> STUDY MATERIAL:
[Start of section]

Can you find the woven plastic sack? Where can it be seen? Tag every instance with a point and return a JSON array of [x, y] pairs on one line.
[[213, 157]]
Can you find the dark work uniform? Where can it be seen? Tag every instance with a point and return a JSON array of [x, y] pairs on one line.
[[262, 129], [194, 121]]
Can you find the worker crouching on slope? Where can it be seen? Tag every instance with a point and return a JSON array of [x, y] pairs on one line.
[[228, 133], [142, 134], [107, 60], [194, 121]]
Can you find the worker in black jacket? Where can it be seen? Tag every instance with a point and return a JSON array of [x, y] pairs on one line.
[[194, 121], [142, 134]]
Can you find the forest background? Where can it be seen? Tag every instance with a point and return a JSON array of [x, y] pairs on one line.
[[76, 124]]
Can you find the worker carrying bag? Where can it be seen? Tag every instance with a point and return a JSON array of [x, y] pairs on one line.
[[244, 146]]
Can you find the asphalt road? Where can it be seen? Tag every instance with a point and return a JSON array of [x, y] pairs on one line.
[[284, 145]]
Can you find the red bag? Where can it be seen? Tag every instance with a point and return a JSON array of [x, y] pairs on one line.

[End of section]

> TASK DETAILS: Through the final line of the listing, beginning at the line that contains "Can you find the worker crouching", every line is to be set down exactly, with no others.

> ANSWER AREA:
Can you find the worker crouching on slope? Where can it be seen? Tag every instance with a point and return a JSON array of [x, y] pairs on one line.
[[228, 133], [142, 134], [107, 60], [194, 121]]
Can you find the worker in black jacket? Where can it be seen? Tag every instance with a point and return a JSON array of [x, y] pairs on one line.
[[194, 121], [142, 134]]
Can you find the forest background? Where can it be seen? Tag every instance with a point and return a JSON array of [x, y] pairs on one line.
[[76, 124]]
Can you find the worker carrying bag? Where can it be seen? Tag every instance with a point and return a JSON array of [x, y] pairs on one line.
[[244, 146]]
Can you find the asphalt road? Where can it be seen? Tag every instance with a point and return a JSON array of [x, y] pairs on one line.
[[284, 145]]
Can you find the red bag? Where can it be seen? Tag every instance with a point and return a JSON array of [x, y] pairs on one line.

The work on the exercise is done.